I’d never heard of biryani before moving to the UAE. In fact, I don’t think I’d ever tried Arabic food.
To be honest, I didn’t know what I was getting into. I had a PhD in American Studies and I’d been a professor for several years, teaching in St. Louis, Washington DC, Korea, Okinawa, Tokyo, even exotic Northwest Ohio. But I didn’t know a thing. I was completely ignorant about the Middle East, its customs and cuisine.
But what did I need to know? I was offered a good job at a new university for Emirati girls in Dubai. My salary was tax-free. They gave me a free place to live. I was young and looking for adventure. Dubai was a bustling city with thousands of great restaurants and bars. The nightlife was becoming legendary. Beautiful beaches were just minutes from downtown. It was one of the safest and most luxurious places on earth.
So I packed up a few belongings, dumped the rest, and got on an airplane for the Gulf. It was September, 2001.
A few weeks later, the planes hit the towers. I learned that something had happened after work, on the elevator going up to my apartment on the 13th floor. We watched the news in horror and didn’t have the right verbs to describe what had happened. I saw the second plan hit the towers in real time. Once the phone lines could get through, I learned that an old friend had died, and then another.
My new colleagues and I had emigrated from all over the world. A few of them went back home the next day, September 12. They left furniture behind, appliances, and electronics. They had no jobs waiting back home, but they didn’t want to be in the Middle East. One of the terrorists was from Dubai, we heard. Local banks had laundered the money. The UAE, we were beginning to understand, wasn’t the perfect society as described in colorful, trifold brochures.

RECORDED DATA:
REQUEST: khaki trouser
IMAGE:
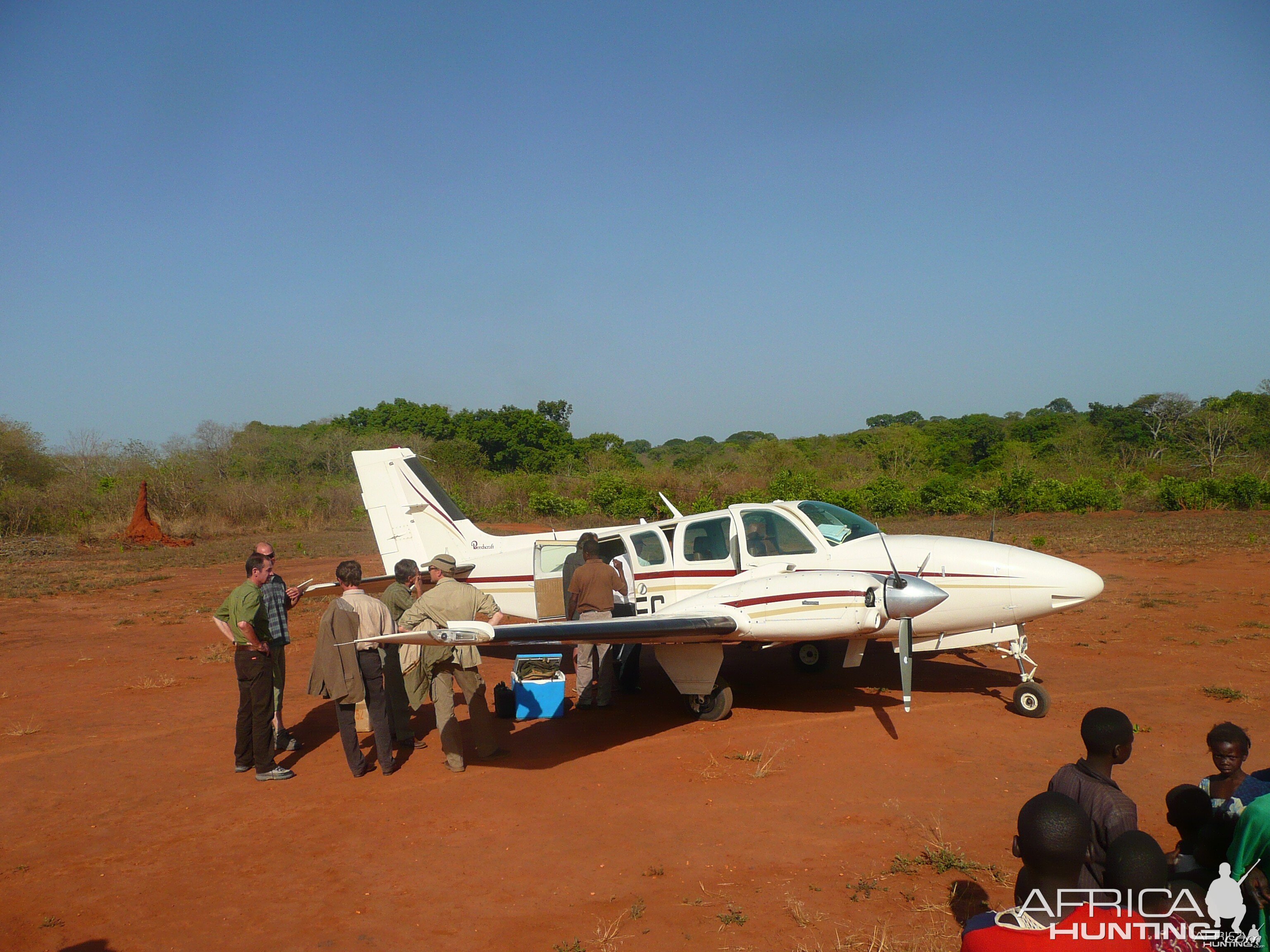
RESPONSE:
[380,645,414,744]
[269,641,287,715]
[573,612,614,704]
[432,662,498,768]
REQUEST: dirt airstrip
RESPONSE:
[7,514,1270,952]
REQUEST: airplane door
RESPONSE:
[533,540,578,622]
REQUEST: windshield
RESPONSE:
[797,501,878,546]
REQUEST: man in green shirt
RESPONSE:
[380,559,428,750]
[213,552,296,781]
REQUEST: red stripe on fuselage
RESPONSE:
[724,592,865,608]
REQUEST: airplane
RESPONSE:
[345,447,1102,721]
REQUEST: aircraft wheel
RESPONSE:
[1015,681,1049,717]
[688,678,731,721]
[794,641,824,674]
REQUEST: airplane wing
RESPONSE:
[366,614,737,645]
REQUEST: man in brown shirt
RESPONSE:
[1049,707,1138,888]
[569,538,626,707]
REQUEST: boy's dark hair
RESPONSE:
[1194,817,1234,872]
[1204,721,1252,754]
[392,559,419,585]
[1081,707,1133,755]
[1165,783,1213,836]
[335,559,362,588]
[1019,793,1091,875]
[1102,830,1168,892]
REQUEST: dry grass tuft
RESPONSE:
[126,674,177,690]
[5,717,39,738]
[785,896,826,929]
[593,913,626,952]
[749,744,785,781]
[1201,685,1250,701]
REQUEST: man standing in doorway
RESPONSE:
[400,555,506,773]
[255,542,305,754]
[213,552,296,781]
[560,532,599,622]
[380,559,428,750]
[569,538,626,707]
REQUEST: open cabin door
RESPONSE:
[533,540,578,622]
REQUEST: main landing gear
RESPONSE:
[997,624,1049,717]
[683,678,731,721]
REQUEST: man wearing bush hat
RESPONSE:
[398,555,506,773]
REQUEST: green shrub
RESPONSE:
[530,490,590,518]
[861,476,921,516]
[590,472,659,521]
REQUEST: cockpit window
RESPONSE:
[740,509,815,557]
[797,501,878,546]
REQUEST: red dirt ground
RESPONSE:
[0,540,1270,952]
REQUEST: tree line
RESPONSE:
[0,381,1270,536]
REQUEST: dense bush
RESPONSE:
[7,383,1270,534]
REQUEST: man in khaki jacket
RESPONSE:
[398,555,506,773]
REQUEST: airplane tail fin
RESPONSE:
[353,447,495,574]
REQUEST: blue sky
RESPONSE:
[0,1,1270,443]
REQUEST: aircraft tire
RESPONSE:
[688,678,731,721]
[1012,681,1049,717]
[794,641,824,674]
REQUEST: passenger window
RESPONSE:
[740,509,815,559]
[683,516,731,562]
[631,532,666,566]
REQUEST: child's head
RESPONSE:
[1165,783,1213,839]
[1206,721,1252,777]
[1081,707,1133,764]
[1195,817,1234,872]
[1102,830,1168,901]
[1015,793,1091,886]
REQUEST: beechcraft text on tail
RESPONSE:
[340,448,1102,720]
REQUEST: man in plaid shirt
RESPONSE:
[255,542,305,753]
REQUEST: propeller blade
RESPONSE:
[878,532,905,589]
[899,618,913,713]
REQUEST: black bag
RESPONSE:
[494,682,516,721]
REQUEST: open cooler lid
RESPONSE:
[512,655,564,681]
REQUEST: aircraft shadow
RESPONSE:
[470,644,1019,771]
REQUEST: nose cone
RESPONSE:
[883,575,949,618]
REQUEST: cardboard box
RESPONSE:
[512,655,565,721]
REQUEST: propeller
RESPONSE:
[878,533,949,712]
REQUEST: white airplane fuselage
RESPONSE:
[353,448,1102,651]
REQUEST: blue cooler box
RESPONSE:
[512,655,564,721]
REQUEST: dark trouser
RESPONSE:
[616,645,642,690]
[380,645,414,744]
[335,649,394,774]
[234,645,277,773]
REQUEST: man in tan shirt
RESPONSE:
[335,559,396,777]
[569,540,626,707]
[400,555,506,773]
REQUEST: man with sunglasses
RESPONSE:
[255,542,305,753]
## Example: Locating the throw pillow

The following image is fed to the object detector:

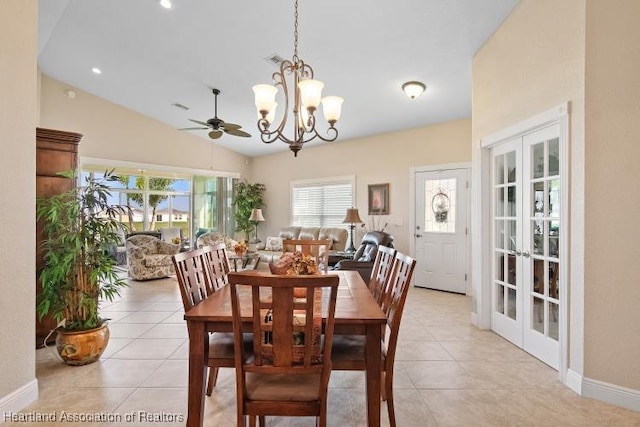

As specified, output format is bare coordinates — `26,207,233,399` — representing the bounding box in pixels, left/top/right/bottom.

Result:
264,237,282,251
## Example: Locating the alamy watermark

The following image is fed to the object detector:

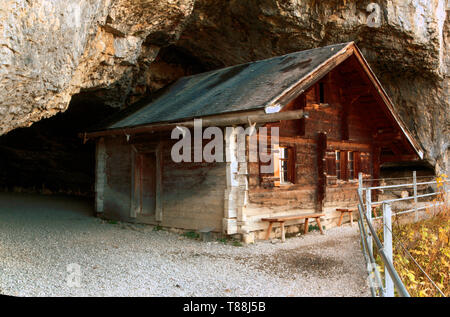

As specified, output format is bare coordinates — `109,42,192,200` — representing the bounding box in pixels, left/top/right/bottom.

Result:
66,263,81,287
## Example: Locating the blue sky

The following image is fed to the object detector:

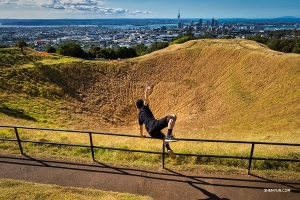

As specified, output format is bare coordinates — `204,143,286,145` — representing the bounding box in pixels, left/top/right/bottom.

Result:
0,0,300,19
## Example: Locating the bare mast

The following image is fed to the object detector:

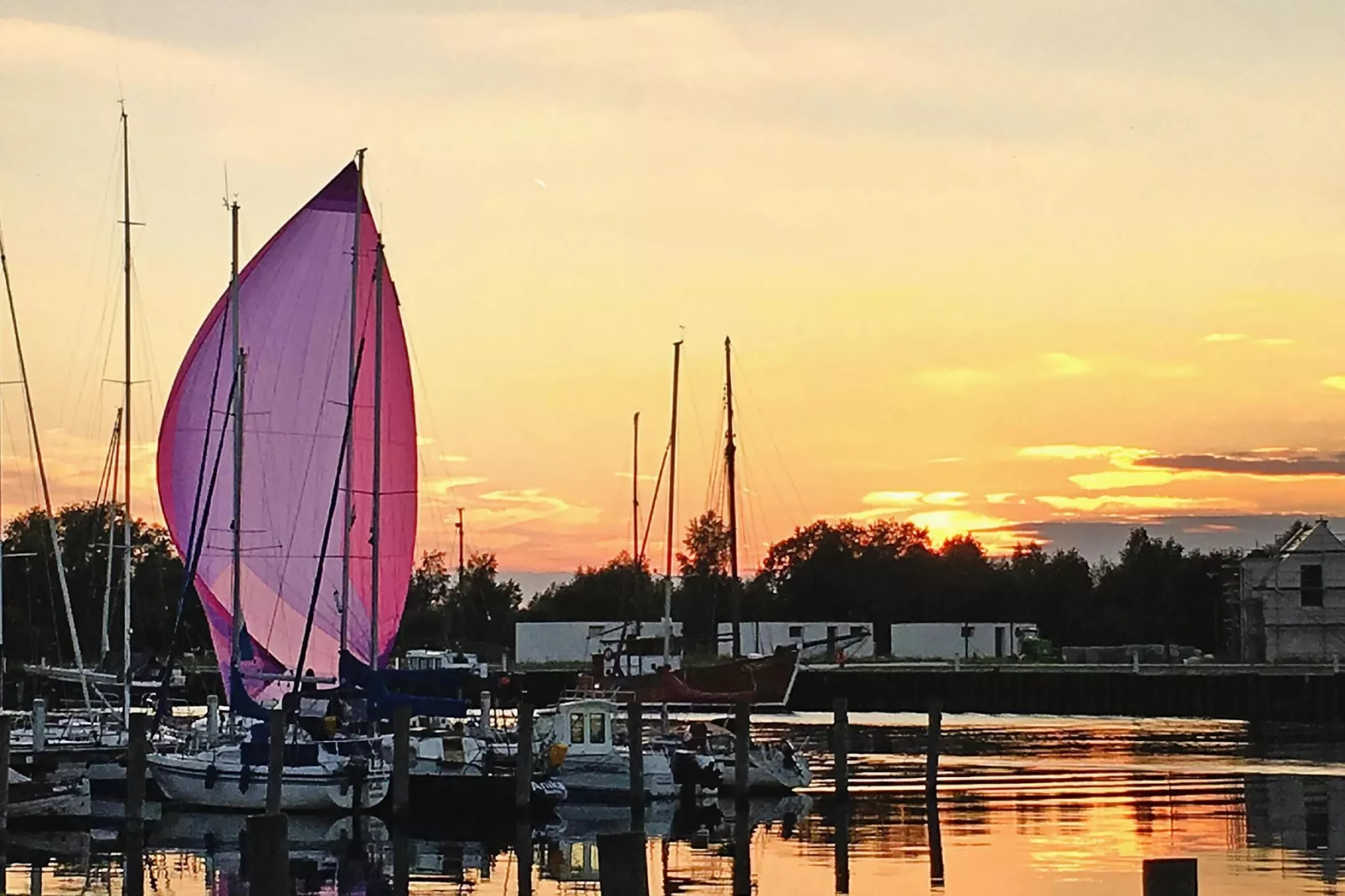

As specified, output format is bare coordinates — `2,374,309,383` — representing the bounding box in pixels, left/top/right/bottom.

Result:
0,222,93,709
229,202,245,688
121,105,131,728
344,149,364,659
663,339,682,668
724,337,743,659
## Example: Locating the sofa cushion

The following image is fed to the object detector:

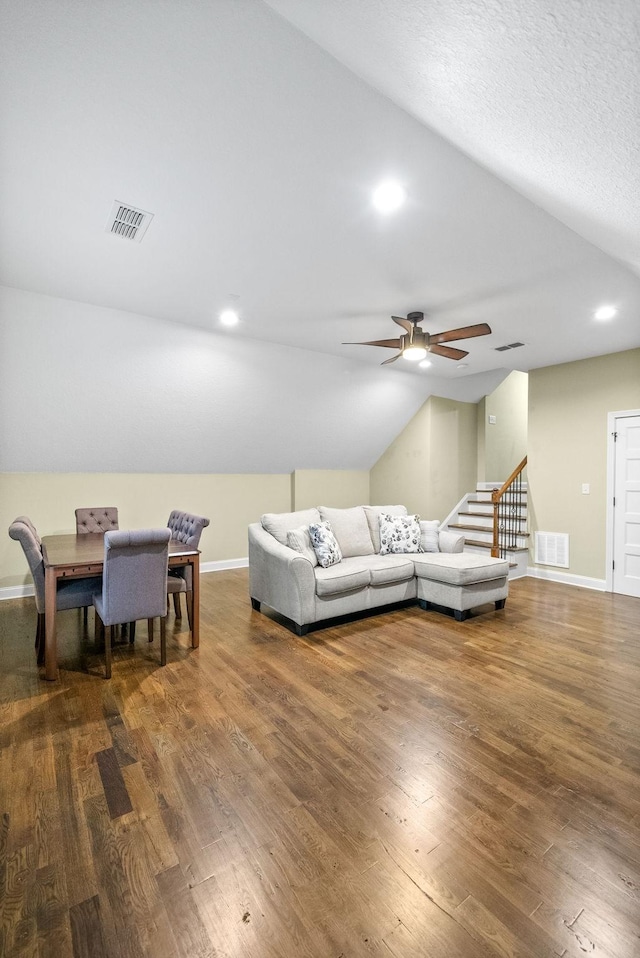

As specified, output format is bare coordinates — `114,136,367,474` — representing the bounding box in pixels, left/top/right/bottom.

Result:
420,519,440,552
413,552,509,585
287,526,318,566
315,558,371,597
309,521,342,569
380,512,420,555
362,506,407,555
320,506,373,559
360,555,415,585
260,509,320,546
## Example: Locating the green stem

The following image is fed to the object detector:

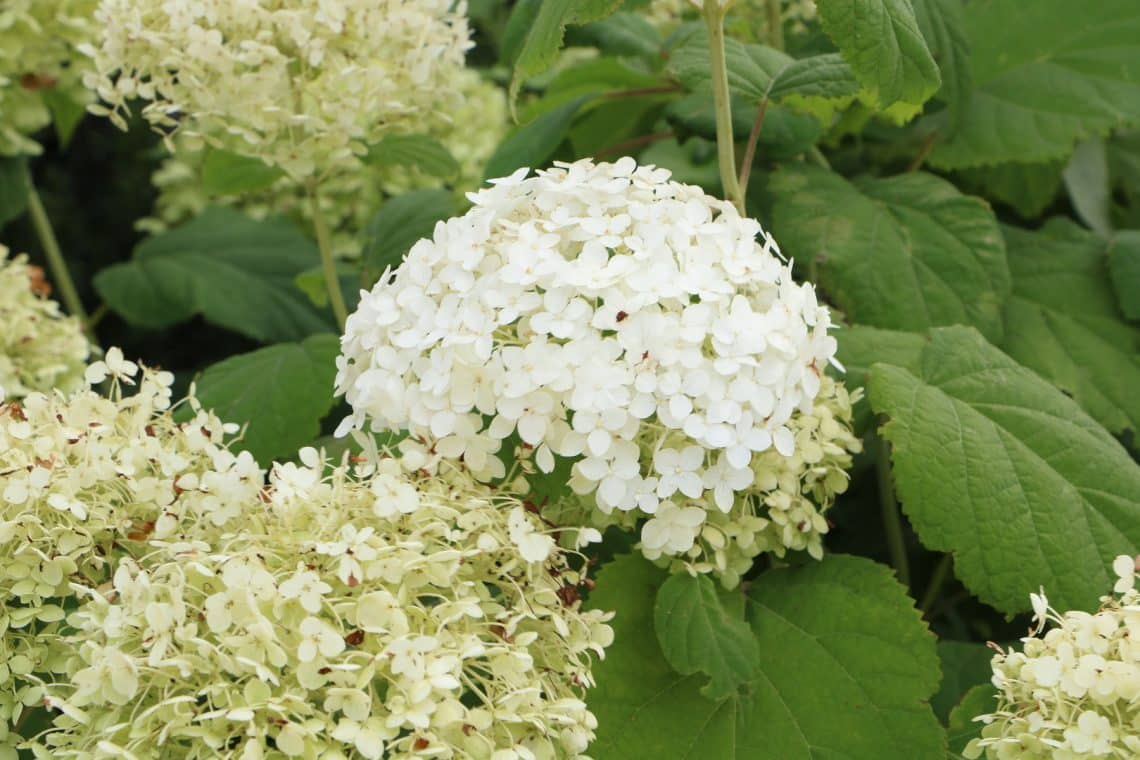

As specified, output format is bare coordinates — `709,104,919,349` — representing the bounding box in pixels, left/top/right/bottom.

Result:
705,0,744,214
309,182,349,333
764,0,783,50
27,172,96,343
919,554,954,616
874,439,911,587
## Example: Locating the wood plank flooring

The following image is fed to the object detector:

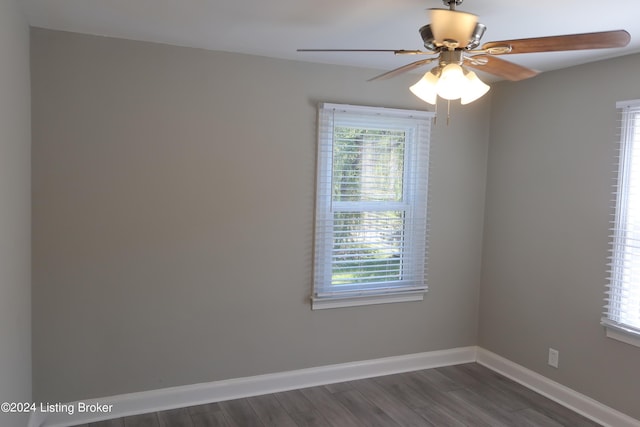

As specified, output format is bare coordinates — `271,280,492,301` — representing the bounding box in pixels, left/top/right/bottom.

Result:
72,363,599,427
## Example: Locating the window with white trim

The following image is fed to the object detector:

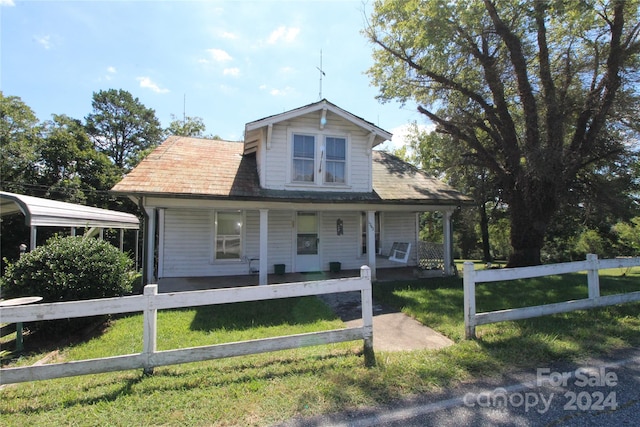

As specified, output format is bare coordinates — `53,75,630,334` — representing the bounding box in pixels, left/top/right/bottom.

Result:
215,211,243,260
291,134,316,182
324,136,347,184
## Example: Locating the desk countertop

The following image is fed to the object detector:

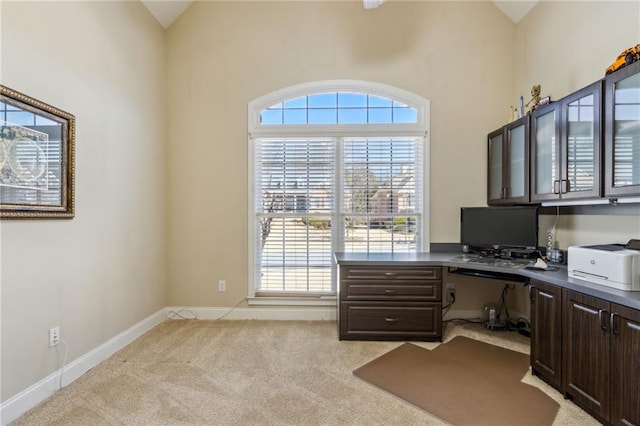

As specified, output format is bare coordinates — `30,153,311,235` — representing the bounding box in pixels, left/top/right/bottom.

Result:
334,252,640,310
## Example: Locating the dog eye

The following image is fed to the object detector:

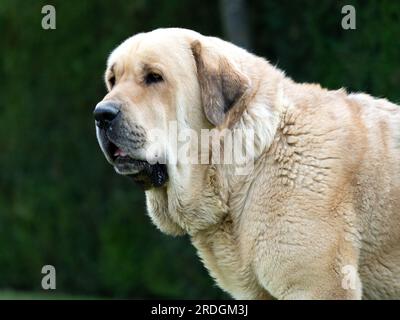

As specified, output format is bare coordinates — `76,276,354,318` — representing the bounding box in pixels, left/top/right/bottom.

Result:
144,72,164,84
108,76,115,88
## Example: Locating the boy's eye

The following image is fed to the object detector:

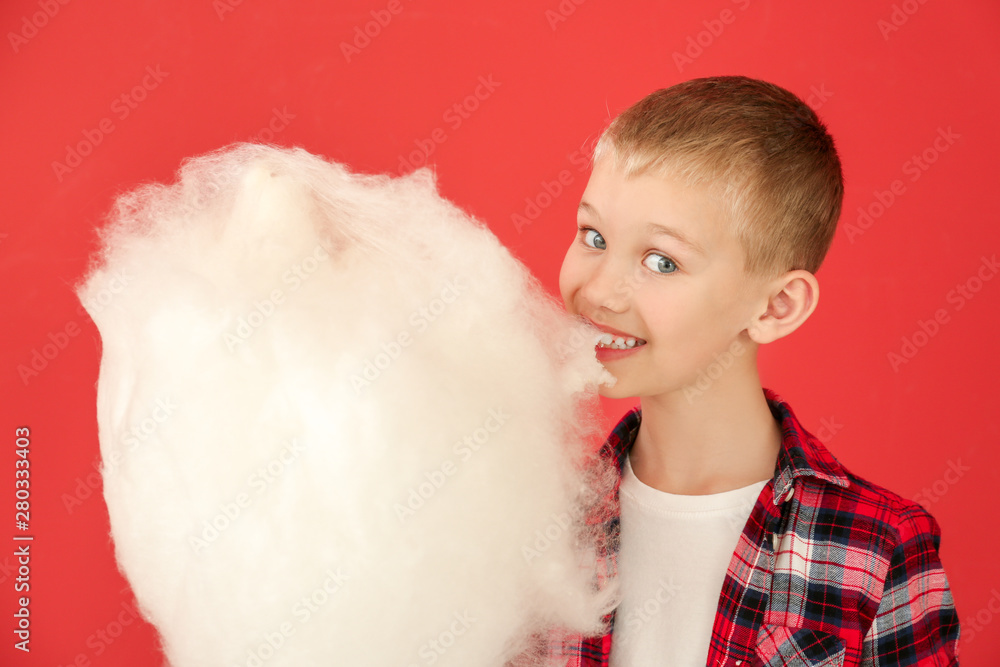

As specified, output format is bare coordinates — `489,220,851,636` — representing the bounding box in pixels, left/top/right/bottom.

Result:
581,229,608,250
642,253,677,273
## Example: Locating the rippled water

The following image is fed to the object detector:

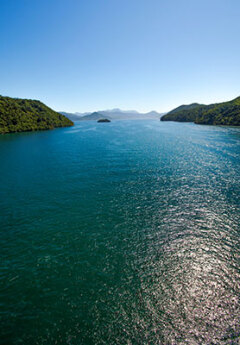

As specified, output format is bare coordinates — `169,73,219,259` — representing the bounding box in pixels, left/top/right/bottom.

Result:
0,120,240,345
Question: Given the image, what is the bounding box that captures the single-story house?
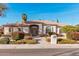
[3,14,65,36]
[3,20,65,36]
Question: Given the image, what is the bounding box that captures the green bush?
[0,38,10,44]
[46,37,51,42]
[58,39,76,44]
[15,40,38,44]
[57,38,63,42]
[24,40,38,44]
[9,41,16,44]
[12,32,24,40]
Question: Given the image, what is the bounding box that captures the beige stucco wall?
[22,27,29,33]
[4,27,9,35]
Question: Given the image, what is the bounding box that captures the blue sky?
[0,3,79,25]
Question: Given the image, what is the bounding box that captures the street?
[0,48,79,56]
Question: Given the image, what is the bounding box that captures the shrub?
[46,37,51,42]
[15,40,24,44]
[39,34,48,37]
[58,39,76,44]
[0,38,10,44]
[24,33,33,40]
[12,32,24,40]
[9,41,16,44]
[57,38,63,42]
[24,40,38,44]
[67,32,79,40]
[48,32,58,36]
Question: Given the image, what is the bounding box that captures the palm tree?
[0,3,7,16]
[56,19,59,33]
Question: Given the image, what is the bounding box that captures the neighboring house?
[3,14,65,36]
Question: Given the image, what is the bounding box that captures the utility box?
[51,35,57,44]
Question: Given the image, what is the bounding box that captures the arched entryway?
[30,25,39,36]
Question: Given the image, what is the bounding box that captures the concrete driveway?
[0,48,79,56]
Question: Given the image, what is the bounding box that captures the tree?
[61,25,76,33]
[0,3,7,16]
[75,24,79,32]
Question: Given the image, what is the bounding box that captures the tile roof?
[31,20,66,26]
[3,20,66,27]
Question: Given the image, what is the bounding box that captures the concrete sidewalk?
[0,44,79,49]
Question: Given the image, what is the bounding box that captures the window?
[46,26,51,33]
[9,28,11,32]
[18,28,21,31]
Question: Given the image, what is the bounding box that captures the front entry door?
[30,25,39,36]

INSTRUCTIONS:
1. In the memoir about moving to Dubai, on which floor was the narrator's apartment?
2. Continue the memoir about moving to Dubai, starting after its last sentence.

EXPECTED RESULTS:
1. The 13th floor.

2.
I stayed. If you’d asked me why, I’m not sure I could have told you the answer. I’d moved away from my home and left nothing behind. No house, no job, no personal belongings in a storage unit. Terrorism, politics, danger—I wasn’t thinking about any of this. Dubai might not be safe, I learned, but neither was America. There were no safe places. Everyone said the world had changed, but it hadn’t. We just learned to see how it had always been. Maybe the reason for staying was simple. I was looking for something new and I’d found it.
There were emails from the State Department every morning, warning us to avoid crowds, tourist attractions, and places of interest. Don’t tell anyone you’re American. Don’t wear red-white-and-blue or draw attention to yourself. There were armed guards outside my apartment for several weeks. A colleague from Texas wore an American flag shirt. He walked around with a cowboy hat and USA coffee mug. I avoided standing within his blast radius.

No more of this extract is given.